Excerpt provided

• • • • • • •

As shown in FIG. 1, the user programmable computer 30 includes a
processor 32, random access memory ("RAM") 34, nonvolatile memory
36, input device 38, display 40 and communication interface 42. The
computer 30 may be any type of stationary or portable computing
device that is capable of receiving data, processing the data, and
transmitting the processed data via the communication line 31.
Also, the nonvolatile memory 36 may be supported by any type of
nonvolatile storage device, such as a hard disk drive or flash
memory card. For the preferred embodiment, the computer 30 is a
standard personal computer that includes an Intel.RTM.-based
microprocessor, RAM, hard disk drive, keyboard and monitor. In
addition, the communication interface 42 of the preferred computer
30 is a serial interface for providing a connection to the target
modules 16 via communication line 31.
Referring to FIG. 2, the CPU 20 of each panel arrangement 12
includes a processor 44 connected to a variety of CPU components
for controlling CPU's major functions. Such components include RAM
46, nonvolatile memory 48, communication or serial port 28 (also
shown in FIG. 1), module interface 50 and CPU interface 51.
Similarly, the other target modules 16 of the preferred embodiment,
specifically ASM 22, LPC 24 and other LRMs 26 shown in FIG. 1, also
have a processor, RAM, nonvolatile memory, communications port and
module interface. Accordingly, all target modules 16 of the
preferred embodiment have a processor 44 that is capable of
receiving commands and data via the communication port 28 and
storing the commands and data in RAM 46 and nonvolatile memory 48.

• • • • • • •

Dataset extract

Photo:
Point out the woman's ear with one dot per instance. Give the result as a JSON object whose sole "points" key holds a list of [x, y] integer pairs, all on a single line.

• • • • • • •

What you need to do
**A)** Condense the paragraph of the hardware excerpt that begins "As shown in FIG. 1" into a bulleted list that keeps its main facts.
**B)** Continue the hardware excerpt past its final sentence.

Results for each task
**A)**
- The user programmable computer 30 has a processor 32, RAM 34, nonvolatile memory 36, input device 38, display 40 and communication interface 42.
- It may be any stationary or portable computing device that can receive data, process it, and transmit it over communication line 31.
- Nonvolatile memory 36 may use any nonvolatile storage device, such as a hard disk drive or flash memory card.
- In the preferred embodiment, computer 30 is a standard personal computer with an Intel-based microprocessor, RAM, hard disk drive, keyboard and monitor.
- Its communication interface 42 is a serial interface that connects to the target modules 16 via communication line 31.

**B)**
In addition, such information may be transmitted between target
modules 16 via the module interface 50 and local rail 18.
For the preferred embodiment, the processor 52 is a microprocessor
having a minimum word length of 16 bits and the ability to address
more that 4 megabytes of address and I/O space, such as the 68302
processor which is available from Motorola Inc. in Schaumburg,
Ill.
The processor 44 of the CPU 20 also controls a system reset
interface 52, auto address master 54 and audio data interface 56.
The system reset interface 52 implements a watch dog function for
recovery from incorrect firmware performance. Thus, the system
reset interface 52 drives and detects reset signals and all fail
signals on the local rail 18. The auto address master 54 permits
the processor 44 to determine the address of each target module 16
connected to the local rail 18. The audio data interface 56
implements audio data functions, such as the transmission of audio
data on the local rail 18 by the CPU 20 to another target module
16. In addition, the processor 44 may generate output signals and
messages on a display via a display interface 58 and a printer via
a printer port 60.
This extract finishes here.